- **To be done**
A: Answer these questions about the message on binary JSON encoding, one answer per line:
(i) Which format does the quoted message call the fastest and lowest parsing cost format for "JSON"?
(ii) In tnetstrings and similar formats, how are all strings treated?
(iii) What did the msgpack people end up issuing?
B: Resume the message on binary JSON encoding, picking up right after its last sentence.

— start Passage given —

On 10 February 2014 20:11, Hannu Krosing <hannu@krosing.net> wrote:
> The fastest and lowest parsing cost format for "JSON" is tnetstrings
> http://tnetstrings.org/ why not use it as the binary wire format ?
>
> It would be as binary as it gets and still be generally parse-able by
> lots of different platforms, at leas by all of these we care about.
If we do go down the binary encoding path in a future release, can I
please suggest *not* using something like tnetstrings, which suffers
the same problem that a few binary transport formats suffer,
particularly when they're developed by people whose native language
doesn't distinguish between byte arrays and strings - all strings are
considered byte arrays and it's up to an application to decide on
character encoding and which things are data vs strings in the
application.
This makes writing a parser in a language which does treat byte arrays
and strings differently very difficult, see e.g. the java tnetstrings
API [1] which is forced into treating strings as byte arrays until the
programmer then asks it to parse the thing again, but please treat
everything as a string this time. The msgpack people after much
wrangling have ended up issuing a new version of the protocol which
avoids this issue and which they are strongly encouraging users to
switch to, see [2] for the gory details.

— end Passage given —
— start Excerpted records —

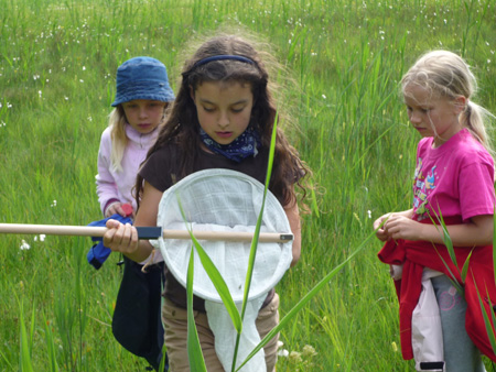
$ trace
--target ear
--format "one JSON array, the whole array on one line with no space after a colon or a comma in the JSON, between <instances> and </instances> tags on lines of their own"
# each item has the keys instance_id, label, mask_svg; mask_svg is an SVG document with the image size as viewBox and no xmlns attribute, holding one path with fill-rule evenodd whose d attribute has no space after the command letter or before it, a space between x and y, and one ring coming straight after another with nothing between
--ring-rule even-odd
<instances>
[{"instance_id":1,"label":"ear","mask_svg":"<svg viewBox=\"0 0 496 372\"><path fill-rule=\"evenodd\" d=\"M193 101L195 100L195 89L193 89L193 86L190 86L190 97Z\"/></svg>"},{"instance_id":2,"label":"ear","mask_svg":"<svg viewBox=\"0 0 496 372\"><path fill-rule=\"evenodd\" d=\"M468 99L465 96L457 96L454 99L454 105L456 109L456 114L462 113L465 111L466 105L468 103Z\"/></svg>"}]
</instances>

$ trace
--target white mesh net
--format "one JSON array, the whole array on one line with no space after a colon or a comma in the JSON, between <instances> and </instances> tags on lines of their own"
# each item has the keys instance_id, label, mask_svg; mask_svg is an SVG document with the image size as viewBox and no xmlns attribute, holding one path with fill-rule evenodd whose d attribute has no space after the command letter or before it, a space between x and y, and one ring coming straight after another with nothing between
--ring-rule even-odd
<instances>
[{"instance_id":1,"label":"white mesh net","mask_svg":"<svg viewBox=\"0 0 496 372\"><path fill-rule=\"evenodd\" d=\"M169 188L159 206L158 225L163 229L186 230L179 201L187 225L195 231L255 231L263 197L263 185L242 173L207 169L193 173ZM291 233L285 212L277 198L268 193L261 232ZM205 249L223 275L235 302L242 300L248 269L250 242L205 241ZM186 272L192 249L190 240L160 239L159 247L168 267L186 286ZM249 298L272 288L292 259L292 242L259 242ZM193 292L213 302L220 302L212 281L195 254Z\"/></svg>"}]
</instances>

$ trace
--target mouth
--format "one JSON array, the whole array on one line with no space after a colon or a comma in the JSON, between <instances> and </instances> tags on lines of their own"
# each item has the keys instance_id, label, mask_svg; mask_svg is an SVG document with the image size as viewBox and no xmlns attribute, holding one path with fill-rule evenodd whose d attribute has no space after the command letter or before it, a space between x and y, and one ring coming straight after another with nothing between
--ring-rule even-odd
<instances>
[{"instance_id":1,"label":"mouth","mask_svg":"<svg viewBox=\"0 0 496 372\"><path fill-rule=\"evenodd\" d=\"M233 132L215 132L215 134L222 139L228 139L233 135Z\"/></svg>"}]
</instances>

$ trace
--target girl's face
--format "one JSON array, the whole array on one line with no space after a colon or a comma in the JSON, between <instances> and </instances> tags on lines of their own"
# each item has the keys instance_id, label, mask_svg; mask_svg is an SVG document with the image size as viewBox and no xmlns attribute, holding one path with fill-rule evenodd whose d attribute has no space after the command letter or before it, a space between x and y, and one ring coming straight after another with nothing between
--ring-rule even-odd
<instances>
[{"instance_id":1,"label":"girl's face","mask_svg":"<svg viewBox=\"0 0 496 372\"><path fill-rule=\"evenodd\" d=\"M251 85L238 81L205 81L191 97L200 127L217 143L229 144L248 128L254 107Z\"/></svg>"},{"instance_id":2,"label":"girl's face","mask_svg":"<svg viewBox=\"0 0 496 372\"><path fill-rule=\"evenodd\" d=\"M159 127L166 105L166 102L150 99L134 99L122 103L122 109L129 125L145 134Z\"/></svg>"},{"instance_id":3,"label":"girl's face","mask_svg":"<svg viewBox=\"0 0 496 372\"><path fill-rule=\"evenodd\" d=\"M405 88L405 103L408 118L422 136L433 136L438 147L462 130L459 116L465 107L466 98L440 97L418 85Z\"/></svg>"}]
</instances>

— end Excerpted records —

- **The results**
A:
(i) tnetstrings
(ii) As byte arrays, leaving it to the application to decide on character encoding and which things are data and which are strings.
(iii) A new version of the protocol that avoids the byte-array/string issue, which they strongly encourage users to switch to.

B:
While we may not ever store types in our jsonb format other than the
standard json data types (I can foresee people wanting to do it,
though), I would strongly recommend picking a format which at least is
clear that a value is a string (text, whatever), and preferably makes
it clear what the character encoding is. Or maybe it should just
follow whatever the client encoding is at the time - as long as that
is completely unambiguous to a client.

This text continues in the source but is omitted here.